===== Entries supplied
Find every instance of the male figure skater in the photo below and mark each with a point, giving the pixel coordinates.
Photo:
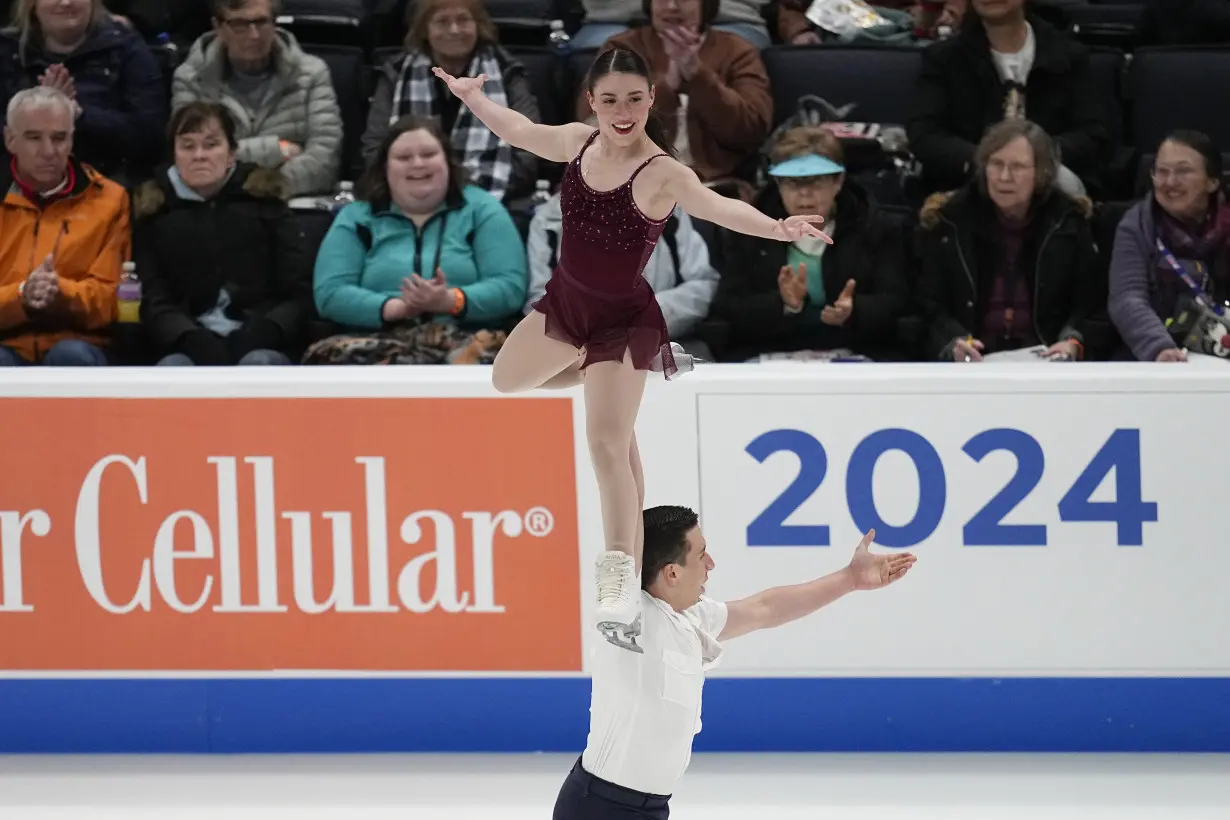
(646, 703)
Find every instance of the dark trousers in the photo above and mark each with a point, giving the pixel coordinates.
(584, 797)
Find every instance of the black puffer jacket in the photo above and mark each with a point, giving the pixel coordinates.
(119, 87)
(960, 95)
(1065, 269)
(242, 240)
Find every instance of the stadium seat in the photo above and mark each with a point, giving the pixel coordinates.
(1171, 87)
(1108, 65)
(1112, 25)
(327, 22)
(878, 80)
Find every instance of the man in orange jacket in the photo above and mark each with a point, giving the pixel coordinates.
(64, 235)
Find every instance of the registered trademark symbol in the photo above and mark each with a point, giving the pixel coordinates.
(539, 521)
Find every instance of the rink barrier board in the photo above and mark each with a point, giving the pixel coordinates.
(882, 673)
(527, 714)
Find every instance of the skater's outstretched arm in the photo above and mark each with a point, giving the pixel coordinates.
(780, 605)
(682, 185)
(554, 143)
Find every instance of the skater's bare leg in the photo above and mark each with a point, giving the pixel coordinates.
(529, 358)
(638, 475)
(613, 398)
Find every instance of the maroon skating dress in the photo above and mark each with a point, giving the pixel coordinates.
(597, 298)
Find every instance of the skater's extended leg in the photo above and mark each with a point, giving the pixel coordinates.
(613, 397)
(529, 358)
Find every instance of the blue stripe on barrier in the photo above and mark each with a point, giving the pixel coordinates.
(551, 714)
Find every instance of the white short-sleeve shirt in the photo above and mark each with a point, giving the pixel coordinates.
(645, 708)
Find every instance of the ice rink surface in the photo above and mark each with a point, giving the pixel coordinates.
(523, 787)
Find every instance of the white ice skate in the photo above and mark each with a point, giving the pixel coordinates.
(618, 590)
(684, 362)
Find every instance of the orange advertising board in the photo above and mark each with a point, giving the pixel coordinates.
(289, 534)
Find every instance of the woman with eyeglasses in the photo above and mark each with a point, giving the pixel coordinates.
(287, 114)
(807, 299)
(1171, 247)
(1009, 261)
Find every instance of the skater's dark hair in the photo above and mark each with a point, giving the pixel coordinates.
(622, 60)
(373, 186)
(666, 539)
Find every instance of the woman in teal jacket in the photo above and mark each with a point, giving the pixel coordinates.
(420, 244)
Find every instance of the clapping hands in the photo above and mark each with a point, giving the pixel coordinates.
(57, 76)
(839, 312)
(42, 287)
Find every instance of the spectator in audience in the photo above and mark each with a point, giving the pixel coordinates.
(226, 277)
(1009, 261)
(420, 247)
(930, 17)
(1007, 65)
(1188, 215)
(57, 285)
(459, 37)
(806, 295)
(182, 21)
(711, 89)
(1185, 22)
(678, 271)
(605, 19)
(103, 67)
(282, 97)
==========
## Stated goal
Above are the records; copy exactly the lines from the one with "Find every instance of the white short-sleeve" through the final line.

## Written response
Find every instance of the white short-sleeve shirt in the photo above and mark each with a point, giving the pixel coordinates.
(645, 708)
Find every instance of the ice rink surface in the photo above and mark each with a point, giving the pixel coordinates.
(523, 787)
Find every instance of the white ice skate in the photo above and mark each with a point, giving the pixel coordinates.
(618, 590)
(684, 362)
Find every instance of the orange advertising board in the photo above and mark each with a point, giving the pixel coordinates.
(289, 534)
Find every instance of the woman with eyeglasses in the photo above and mark each with a point, giving the pixel coordinates.
(287, 114)
(807, 299)
(1171, 247)
(1009, 261)
Find every instance of the skater's dark hair in the photo above and mark each with a point, giving the pixel coordinates.
(622, 60)
(373, 186)
(666, 539)
Find every instance of the woman in teal jacket in the photo above and mark each with a point, giving the pixel coordinates.
(420, 244)
Find every instance of the clapping hands in the photo above and mark each with a point, giving the pixel coordinates.
(57, 76)
(839, 312)
(42, 287)
Find every instance of the spectator in audience in the photo above and mark each with a point, giving the pixel coordinates.
(226, 277)
(1009, 261)
(420, 247)
(930, 17)
(1007, 65)
(1188, 215)
(57, 285)
(459, 37)
(806, 295)
(182, 21)
(711, 89)
(1185, 22)
(678, 271)
(605, 19)
(103, 67)
(282, 97)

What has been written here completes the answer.